= Exercise aim =
Can you retype the listing below from the line with "Find the dense" up to and including the line with "0, 23, 290, 268"?
START Listed entries
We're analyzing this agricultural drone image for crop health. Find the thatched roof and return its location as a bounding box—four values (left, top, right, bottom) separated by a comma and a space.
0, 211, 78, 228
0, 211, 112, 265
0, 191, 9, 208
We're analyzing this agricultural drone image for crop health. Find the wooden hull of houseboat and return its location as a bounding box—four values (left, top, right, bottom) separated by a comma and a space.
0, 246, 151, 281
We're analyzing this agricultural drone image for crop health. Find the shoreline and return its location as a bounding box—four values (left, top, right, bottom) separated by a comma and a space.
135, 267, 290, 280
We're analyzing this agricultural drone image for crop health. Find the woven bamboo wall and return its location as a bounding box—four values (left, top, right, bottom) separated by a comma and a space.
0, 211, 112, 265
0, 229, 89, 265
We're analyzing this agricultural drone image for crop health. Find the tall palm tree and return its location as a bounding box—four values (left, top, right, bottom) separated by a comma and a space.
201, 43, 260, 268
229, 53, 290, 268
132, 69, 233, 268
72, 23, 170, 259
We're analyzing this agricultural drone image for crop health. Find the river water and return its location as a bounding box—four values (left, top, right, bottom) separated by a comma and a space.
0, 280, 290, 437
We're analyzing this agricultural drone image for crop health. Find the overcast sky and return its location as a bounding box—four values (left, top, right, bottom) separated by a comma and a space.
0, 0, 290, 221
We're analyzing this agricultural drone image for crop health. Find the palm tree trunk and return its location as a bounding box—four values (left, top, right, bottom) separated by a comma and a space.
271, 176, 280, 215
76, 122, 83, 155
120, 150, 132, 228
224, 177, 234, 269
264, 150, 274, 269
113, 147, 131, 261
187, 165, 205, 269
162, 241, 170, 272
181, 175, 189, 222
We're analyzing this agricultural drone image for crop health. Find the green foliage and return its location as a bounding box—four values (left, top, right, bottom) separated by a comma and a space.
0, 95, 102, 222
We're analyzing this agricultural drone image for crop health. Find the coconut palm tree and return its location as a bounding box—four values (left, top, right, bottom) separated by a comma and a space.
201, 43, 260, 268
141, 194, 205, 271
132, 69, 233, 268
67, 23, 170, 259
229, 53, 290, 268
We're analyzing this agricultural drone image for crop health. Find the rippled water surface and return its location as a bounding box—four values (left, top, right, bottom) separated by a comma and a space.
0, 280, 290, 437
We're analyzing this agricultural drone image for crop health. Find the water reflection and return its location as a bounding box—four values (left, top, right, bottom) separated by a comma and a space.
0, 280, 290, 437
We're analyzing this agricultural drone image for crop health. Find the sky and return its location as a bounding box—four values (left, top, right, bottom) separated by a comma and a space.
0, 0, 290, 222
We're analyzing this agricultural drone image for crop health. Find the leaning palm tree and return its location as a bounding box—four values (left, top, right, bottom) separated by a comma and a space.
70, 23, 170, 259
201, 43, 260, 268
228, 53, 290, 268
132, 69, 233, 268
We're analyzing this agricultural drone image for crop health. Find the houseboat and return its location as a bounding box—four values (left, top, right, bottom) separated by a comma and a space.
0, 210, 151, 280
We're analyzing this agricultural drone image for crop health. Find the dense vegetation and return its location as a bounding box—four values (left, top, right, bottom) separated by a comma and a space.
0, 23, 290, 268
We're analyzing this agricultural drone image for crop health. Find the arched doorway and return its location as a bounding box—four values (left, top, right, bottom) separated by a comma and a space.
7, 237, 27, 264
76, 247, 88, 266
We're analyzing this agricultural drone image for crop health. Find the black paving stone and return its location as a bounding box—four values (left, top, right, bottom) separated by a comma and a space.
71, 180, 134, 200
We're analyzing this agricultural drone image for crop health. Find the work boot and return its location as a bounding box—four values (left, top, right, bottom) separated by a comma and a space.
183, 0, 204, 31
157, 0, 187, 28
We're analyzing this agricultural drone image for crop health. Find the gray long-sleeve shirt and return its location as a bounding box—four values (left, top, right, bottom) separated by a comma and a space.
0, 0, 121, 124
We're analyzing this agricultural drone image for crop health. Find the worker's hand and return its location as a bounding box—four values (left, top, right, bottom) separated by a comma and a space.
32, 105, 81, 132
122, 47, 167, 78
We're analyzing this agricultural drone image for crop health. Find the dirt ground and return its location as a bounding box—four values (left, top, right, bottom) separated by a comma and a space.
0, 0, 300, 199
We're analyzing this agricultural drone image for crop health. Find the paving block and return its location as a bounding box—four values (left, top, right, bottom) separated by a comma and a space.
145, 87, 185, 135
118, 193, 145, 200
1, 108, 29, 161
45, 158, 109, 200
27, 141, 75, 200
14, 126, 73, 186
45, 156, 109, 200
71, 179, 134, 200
END Listed entries
= Response to the exercise =
We're analyzing this agricultural drone image for crop health. Find the dense vegetation and return its location as a bounding box—four values (left, top, right, bottom) separated by a comma and a space.
0, 23, 290, 268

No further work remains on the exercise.